**Work item:** Out of the entries that follow, copy each line containing "SELECT".
++++++
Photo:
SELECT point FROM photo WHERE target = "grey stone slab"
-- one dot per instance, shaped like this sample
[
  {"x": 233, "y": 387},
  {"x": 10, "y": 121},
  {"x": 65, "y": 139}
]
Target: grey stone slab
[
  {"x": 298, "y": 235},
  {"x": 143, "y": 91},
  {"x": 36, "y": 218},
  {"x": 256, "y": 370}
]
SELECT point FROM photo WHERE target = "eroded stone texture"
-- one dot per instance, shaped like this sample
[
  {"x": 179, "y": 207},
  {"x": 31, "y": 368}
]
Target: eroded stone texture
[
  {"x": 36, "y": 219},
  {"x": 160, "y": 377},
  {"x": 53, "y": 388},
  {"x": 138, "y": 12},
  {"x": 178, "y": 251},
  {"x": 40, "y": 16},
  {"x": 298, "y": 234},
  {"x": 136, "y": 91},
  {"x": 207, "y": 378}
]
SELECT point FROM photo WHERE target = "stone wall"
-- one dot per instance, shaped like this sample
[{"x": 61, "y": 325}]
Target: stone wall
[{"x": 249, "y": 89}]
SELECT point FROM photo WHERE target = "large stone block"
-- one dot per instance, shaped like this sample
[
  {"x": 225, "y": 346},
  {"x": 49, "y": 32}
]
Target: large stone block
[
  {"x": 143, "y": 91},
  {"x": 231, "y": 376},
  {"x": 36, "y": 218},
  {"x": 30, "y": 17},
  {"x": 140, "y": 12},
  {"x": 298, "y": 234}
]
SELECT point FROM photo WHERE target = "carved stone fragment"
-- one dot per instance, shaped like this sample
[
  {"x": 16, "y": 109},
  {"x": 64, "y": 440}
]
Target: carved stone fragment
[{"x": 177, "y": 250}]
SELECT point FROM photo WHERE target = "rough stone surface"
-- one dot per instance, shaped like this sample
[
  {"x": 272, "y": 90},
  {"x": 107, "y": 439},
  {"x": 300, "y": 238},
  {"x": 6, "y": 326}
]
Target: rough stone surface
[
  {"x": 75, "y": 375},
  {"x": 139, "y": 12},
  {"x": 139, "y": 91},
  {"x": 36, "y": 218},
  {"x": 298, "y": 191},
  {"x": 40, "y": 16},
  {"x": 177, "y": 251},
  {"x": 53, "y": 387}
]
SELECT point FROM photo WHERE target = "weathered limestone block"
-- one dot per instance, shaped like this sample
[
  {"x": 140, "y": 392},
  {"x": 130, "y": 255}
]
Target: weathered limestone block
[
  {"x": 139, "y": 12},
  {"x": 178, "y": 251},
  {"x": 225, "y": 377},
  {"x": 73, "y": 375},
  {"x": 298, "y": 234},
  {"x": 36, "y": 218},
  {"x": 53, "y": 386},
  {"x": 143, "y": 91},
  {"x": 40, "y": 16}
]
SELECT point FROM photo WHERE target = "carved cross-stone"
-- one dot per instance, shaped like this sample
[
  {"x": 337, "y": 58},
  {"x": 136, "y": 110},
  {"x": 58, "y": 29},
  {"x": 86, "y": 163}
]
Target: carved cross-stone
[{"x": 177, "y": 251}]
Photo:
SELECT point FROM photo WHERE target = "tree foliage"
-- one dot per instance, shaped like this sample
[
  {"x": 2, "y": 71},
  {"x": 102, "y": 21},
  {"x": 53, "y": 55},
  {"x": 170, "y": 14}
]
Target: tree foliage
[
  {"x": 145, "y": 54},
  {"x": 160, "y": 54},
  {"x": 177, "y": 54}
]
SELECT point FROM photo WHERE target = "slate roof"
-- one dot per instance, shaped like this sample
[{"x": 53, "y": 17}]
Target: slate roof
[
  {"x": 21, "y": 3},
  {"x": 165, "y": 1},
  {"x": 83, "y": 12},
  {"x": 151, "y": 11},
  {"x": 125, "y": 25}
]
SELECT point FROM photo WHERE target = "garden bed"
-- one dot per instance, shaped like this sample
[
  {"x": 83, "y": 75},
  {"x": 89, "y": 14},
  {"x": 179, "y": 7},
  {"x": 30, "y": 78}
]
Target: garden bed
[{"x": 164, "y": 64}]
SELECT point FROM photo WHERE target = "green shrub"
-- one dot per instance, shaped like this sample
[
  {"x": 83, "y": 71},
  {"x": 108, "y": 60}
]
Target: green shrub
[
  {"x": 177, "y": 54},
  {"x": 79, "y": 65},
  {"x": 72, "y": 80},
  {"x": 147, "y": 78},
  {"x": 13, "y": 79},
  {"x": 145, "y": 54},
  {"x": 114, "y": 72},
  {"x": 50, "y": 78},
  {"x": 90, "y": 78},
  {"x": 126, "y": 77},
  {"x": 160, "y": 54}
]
++++++
**Written solution:**
SELECT point FROM photo WHERE target = "grey stone slab"
SELECT point FROM photo WHERE target = "eroded stone texture"
SELECT point FROM photo WHERE target = "stone wall"
SELECT point FROM photo WHERE target = "large stone block"
SELECT point FROM photo WHERE target = "carved stone fragment"
SELECT point FROM photo WHERE target = "rough stone surface"
SELECT point FROM photo WHERE target = "weathered limestone block"
SELECT point FROM photo WHERE target = "carved cross-stone"
SELECT point FROM photo WHERE target = "tree foliage"
SELECT point FROM photo WHERE target = "slate roof"
SELECT point FROM photo WHERE target = "garden bed"
SELECT point FROM photo WHERE target = "green shrub"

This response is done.